:: Exercise material
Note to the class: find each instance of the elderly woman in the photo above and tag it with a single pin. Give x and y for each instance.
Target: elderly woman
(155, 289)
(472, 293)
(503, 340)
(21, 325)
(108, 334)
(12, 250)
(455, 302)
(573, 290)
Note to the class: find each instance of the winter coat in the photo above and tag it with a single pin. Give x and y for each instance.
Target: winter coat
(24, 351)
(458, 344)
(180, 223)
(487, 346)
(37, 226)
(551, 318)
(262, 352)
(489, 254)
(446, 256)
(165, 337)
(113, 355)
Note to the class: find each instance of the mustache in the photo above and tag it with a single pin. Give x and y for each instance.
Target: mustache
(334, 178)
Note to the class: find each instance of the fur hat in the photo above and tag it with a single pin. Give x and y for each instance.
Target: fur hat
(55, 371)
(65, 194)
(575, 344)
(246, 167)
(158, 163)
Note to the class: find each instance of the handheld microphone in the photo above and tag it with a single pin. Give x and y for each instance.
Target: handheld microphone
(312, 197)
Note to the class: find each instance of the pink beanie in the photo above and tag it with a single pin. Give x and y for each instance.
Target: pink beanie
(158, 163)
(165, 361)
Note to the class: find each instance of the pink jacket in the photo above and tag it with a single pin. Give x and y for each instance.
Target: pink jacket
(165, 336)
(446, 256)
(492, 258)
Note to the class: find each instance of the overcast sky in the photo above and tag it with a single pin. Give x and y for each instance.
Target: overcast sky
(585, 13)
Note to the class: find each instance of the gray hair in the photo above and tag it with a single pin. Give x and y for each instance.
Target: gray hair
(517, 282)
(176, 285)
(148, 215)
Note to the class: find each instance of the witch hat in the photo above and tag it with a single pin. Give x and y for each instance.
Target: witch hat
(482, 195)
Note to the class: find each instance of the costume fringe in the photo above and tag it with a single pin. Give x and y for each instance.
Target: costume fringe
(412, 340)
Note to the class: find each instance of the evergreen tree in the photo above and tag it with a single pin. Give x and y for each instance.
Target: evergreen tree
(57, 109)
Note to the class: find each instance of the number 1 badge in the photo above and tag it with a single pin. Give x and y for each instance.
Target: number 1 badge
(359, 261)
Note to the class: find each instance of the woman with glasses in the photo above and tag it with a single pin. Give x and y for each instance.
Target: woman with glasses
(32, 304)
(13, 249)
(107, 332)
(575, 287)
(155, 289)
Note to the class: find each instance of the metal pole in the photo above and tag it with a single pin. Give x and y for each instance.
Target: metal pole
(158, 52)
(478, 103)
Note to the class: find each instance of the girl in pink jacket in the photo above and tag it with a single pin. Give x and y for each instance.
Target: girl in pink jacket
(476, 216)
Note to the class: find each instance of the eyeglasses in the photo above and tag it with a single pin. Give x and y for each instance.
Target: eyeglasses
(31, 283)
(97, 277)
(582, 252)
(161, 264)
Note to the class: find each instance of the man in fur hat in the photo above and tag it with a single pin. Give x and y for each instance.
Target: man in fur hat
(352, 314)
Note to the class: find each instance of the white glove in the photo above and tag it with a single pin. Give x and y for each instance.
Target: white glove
::::
◆ Prompt: Copy from the entries above each line in which the string "white" can be found.

◆ Solution to this task:
Note to the class: find each instance of the white glove in the photo above and tag it with a single pin. Give x and y for each instance.
Target: white glove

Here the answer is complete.